[PROVIDED ENTRIES]
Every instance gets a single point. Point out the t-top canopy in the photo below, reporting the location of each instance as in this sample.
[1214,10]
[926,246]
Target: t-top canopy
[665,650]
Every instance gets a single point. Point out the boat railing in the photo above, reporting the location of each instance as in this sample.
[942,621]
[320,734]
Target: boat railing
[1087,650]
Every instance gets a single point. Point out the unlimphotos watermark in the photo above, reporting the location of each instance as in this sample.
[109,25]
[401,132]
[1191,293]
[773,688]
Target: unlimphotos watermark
[/PROVIDED ENTRIES]
Everything in the records must be returned exactly.

RESULT –
Every instance gets a single point. Point out the t-top canopy in the photo below, reporting the location of each instance as in this sample.
[1214,10]
[926,246]
Target: t-top canopy
[665,650]
Every instance gets a single point. Point out the boat railing in the photo above, reporting the location of each instance as in this sample.
[942,621]
[320,734]
Target: boat railing
[1087,650]
Every instance gets a single point. Point out the unlimphotos watermark in the photo above, reporting the location of each instance as in this sample.
[109,25]
[401,132]
[1191,293]
[773,688]
Target: unlimphotos watermark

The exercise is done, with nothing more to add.